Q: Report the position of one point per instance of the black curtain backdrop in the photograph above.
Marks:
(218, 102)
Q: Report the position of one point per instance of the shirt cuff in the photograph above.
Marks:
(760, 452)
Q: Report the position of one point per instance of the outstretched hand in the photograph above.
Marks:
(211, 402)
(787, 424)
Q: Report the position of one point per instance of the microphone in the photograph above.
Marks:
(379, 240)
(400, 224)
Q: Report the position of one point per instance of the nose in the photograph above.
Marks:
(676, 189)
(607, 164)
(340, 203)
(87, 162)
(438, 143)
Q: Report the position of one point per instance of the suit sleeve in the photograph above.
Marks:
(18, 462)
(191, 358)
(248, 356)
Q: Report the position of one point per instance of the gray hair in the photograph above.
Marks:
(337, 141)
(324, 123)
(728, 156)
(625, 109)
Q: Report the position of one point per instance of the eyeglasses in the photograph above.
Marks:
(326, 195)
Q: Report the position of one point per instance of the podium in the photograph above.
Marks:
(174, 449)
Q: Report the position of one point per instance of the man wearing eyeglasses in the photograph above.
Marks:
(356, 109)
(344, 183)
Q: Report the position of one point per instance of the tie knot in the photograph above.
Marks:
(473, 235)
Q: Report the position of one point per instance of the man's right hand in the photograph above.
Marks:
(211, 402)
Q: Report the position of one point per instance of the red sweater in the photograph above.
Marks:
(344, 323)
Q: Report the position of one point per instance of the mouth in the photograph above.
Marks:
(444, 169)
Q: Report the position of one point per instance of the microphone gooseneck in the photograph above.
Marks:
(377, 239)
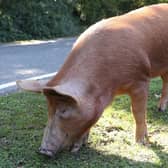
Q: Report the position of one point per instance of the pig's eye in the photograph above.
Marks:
(63, 111)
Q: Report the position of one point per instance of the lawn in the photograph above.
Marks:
(111, 143)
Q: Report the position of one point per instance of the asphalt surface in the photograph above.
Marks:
(21, 61)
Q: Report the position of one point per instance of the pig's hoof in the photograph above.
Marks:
(144, 141)
(75, 148)
(160, 109)
(46, 152)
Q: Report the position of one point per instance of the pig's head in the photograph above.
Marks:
(67, 123)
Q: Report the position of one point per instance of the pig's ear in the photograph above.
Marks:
(30, 85)
(63, 92)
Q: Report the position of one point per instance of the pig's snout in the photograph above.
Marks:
(46, 152)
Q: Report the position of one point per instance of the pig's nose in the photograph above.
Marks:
(46, 152)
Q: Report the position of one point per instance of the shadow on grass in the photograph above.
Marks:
(89, 157)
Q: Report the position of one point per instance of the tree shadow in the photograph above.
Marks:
(89, 157)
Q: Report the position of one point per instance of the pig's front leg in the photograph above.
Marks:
(139, 102)
(164, 98)
(82, 141)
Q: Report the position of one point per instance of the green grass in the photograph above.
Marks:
(111, 142)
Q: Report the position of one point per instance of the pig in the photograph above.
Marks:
(118, 55)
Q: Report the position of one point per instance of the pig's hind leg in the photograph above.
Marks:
(164, 97)
(139, 96)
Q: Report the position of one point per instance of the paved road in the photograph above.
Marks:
(20, 61)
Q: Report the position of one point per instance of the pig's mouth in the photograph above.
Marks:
(47, 152)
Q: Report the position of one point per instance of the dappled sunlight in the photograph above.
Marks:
(39, 42)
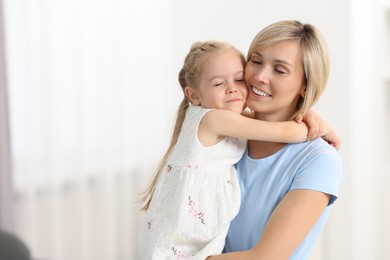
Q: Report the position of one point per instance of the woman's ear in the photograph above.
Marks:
(192, 95)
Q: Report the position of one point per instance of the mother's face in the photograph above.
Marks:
(275, 79)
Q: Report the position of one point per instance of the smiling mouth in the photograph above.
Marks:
(260, 93)
(233, 100)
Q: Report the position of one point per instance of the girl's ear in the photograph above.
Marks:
(192, 95)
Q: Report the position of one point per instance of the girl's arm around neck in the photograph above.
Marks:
(220, 122)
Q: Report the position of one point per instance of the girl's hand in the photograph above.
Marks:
(318, 128)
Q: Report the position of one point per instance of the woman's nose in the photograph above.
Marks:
(231, 90)
(262, 75)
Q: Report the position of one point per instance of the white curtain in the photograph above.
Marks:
(81, 80)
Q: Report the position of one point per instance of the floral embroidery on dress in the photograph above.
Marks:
(177, 253)
(194, 211)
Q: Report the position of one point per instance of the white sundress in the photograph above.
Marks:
(195, 198)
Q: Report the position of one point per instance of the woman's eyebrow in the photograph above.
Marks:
(284, 62)
(276, 60)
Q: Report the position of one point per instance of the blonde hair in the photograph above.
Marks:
(189, 75)
(314, 56)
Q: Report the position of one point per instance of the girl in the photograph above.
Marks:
(195, 193)
(287, 189)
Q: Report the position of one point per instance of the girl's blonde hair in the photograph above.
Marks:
(314, 56)
(189, 75)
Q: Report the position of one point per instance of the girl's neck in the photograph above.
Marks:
(262, 149)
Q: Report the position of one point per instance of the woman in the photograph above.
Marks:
(286, 189)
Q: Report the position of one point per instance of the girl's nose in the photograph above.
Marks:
(231, 90)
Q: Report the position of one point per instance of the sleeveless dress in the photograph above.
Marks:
(196, 197)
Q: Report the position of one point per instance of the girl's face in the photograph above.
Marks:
(275, 79)
(222, 83)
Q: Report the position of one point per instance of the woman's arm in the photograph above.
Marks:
(287, 227)
(316, 126)
(220, 122)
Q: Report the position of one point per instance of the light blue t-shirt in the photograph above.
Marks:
(263, 182)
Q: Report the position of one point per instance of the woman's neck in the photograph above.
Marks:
(262, 149)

————

## Required task
Leave out the pictures and restate everything else word for word.

## Task result
Q: Report the position of one point per instance of the black curtain backdrop in the photograph above.
Marks:
(218, 102)
Q: Report the position of one point per instance of the shirt cuff in the photograph above.
Marks:
(760, 452)
Q: Report the position of one point per instance of the outstretched hand in the photograph above.
Marks:
(211, 402)
(787, 424)
Q: Report the position of one point per instance of the microphone in the photograph above.
Marks:
(379, 240)
(400, 224)
Q: Report the position of one point per instance of the nose in the photograph above.
Marks:
(676, 189)
(607, 164)
(340, 203)
(87, 162)
(438, 143)
Q: Report the position of one point per instance of the suit sleeve in the photograph above.
Marks:
(18, 462)
(191, 358)
(248, 356)
Q: Report the position of one point per instance of the gray hair in the photograph above.
Marks:
(337, 141)
(324, 123)
(728, 156)
(625, 109)
Q: Report the position of one point per instance of the eyeglasses in the photograph above.
Marks:
(326, 195)
Q: Report the position of one point per instance of the podium in the photograph above.
Marks:
(174, 449)
Q: Report the position of one point per instance of the man wearing eyeglasses in the photograph above.
Marks:
(356, 109)
(344, 183)
Q: Report the position of one point per instance of the tie knot in the photograph above.
Marks:
(473, 235)
Q: Report the position of one point per instance of the man's right hand in the photograph above.
Marks:
(211, 402)
Q: Report the position of one point per instance of the red sweater in the photograph above.
Marks:
(344, 323)
Q: Report the position of one point per instance of the mouth in the photograph above.
Marks:
(444, 169)
Q: Report the position of one point per instance of the microphone gooseneck in the photograph above.
Marks:
(377, 239)
Q: Report the position of one point per instance of the pig's eye in the photograph above.
Marks:
(63, 111)
Q: Report the position of one point per instance of the lawn in the photograph above.
Marks:
(111, 143)
Q: Report the position of one point per instance of the asphalt surface in the photograph above.
Marks:
(21, 61)
Q: Report the position of one point per instance of the pig's hoof in the photograph above.
Marks:
(144, 141)
(75, 148)
(160, 109)
(46, 152)
Q: Report the position of one point per instance of the pig's head in the photograph above.
Marks:
(67, 123)
Q: Report the position of one point per instance of the pig's ear in the photograph above.
Marks:
(30, 85)
(63, 92)
Q: Report the position of one point per instance of the pig's snout in the photograph above.
Marks:
(46, 152)
Q: Report the position of one point per instance of the pig's nose in the photograph above.
Marks:
(46, 152)
Q: Report the position of one point per instance of the shadow on grass in the photograph above.
Marks:
(89, 157)
Q: Report the position of one point per instance of the tree shadow in the photograph above.
Marks:
(89, 157)
Q: Report the position of one point per instance of the pig's front leg in the photograph above.
Marks:
(139, 102)
(164, 98)
(82, 141)
Q: Report the position of one point per instance of the green grass in the photograph above.
Marks:
(111, 142)
Q: Report the position of one point per instance of the pig in the photograph above.
Marks:
(118, 55)
Q: Report the position of one point per instance of the pig's hind leg in the photograph above.
Marks:
(164, 97)
(139, 96)
Q: Report the position of one point per instance of the paved road in the photograph above.
Marks:
(20, 61)
Q: Report the position of one point per instance of the pig's mouth in the photograph above.
Marks:
(47, 152)
Q: Report the position of one point per instance of the dappled sunlight in the photograph above.
Marks:
(39, 42)
Q: Report the position of one point per instance of the woman's ear in the photograph above.
Marks:
(192, 95)
Q: Report the position of one point per instance of the mother's face in the photograph above.
Marks:
(275, 79)
Q: Report the position of one point per instance of the smiling mouth in the photograph above.
Marks:
(260, 93)
(233, 100)
Q: Report the position of one point per instance of the girl's ear in the photograph above.
Marks:
(192, 95)
Q: Report the position of one point per instance of the girl's arm around neck in the photograph above.
Marks:
(220, 122)
Q: Report the position of one point per instance of the girl's hand in the photograph above.
Marks:
(318, 128)
Q: Report the position of one point per instance of the woman's nose in the photograph above.
Marks:
(231, 90)
(262, 75)
Q: Report the position of one point per instance of the white curtain in the photograph above.
Marks:
(81, 80)
Q: Report the position of one point per instance of the floral embroidery on dress in the photograph above.
Marks:
(177, 253)
(194, 211)
Q: Report the position of one point per instance of the white sundress in the photograph above.
Marks:
(195, 198)
Q: Report the position of one point per instance of the woman's eyebrow in the photograph above.
Marks:
(284, 62)
(276, 60)
Q: Report the position of one point per instance of the blonde hair in the photograph above.
Marks:
(189, 75)
(314, 56)
Q: Report the position of one point per instance of the girl in the photograph above.
Marks:
(195, 193)
(287, 189)
Q: Report the position of one point per instance of the girl's blonde hair in the photograph above.
Marks:
(314, 56)
(189, 75)
Q: Report the position of one point per instance of the girl's neck in the photograph above.
Marks:
(262, 149)
Q: Report the position of one point per instance of the woman in the photograph above.
Marks:
(286, 189)
Q: Report the position of one point per instance of the girl's nose in the photograph above.
Marks:
(231, 90)
Q: Report the position of one point per instance of the sleeveless dress in the photograph above.
Marks:
(196, 197)
Q: Report the position of one point per instance of the girl's face in the photograph above.
Marks:
(275, 79)
(222, 83)
Q: Report the position of one point per instance of the woman's arm in the photograph above.
Marks:
(287, 227)
(316, 126)
(220, 122)
Q: Report the position of one point per instance of the light blue t-shirt in the photograph above.
Marks:
(263, 182)
Q: Report the position of one point per instance of the woman's neck in the photograph above.
Marks:
(262, 149)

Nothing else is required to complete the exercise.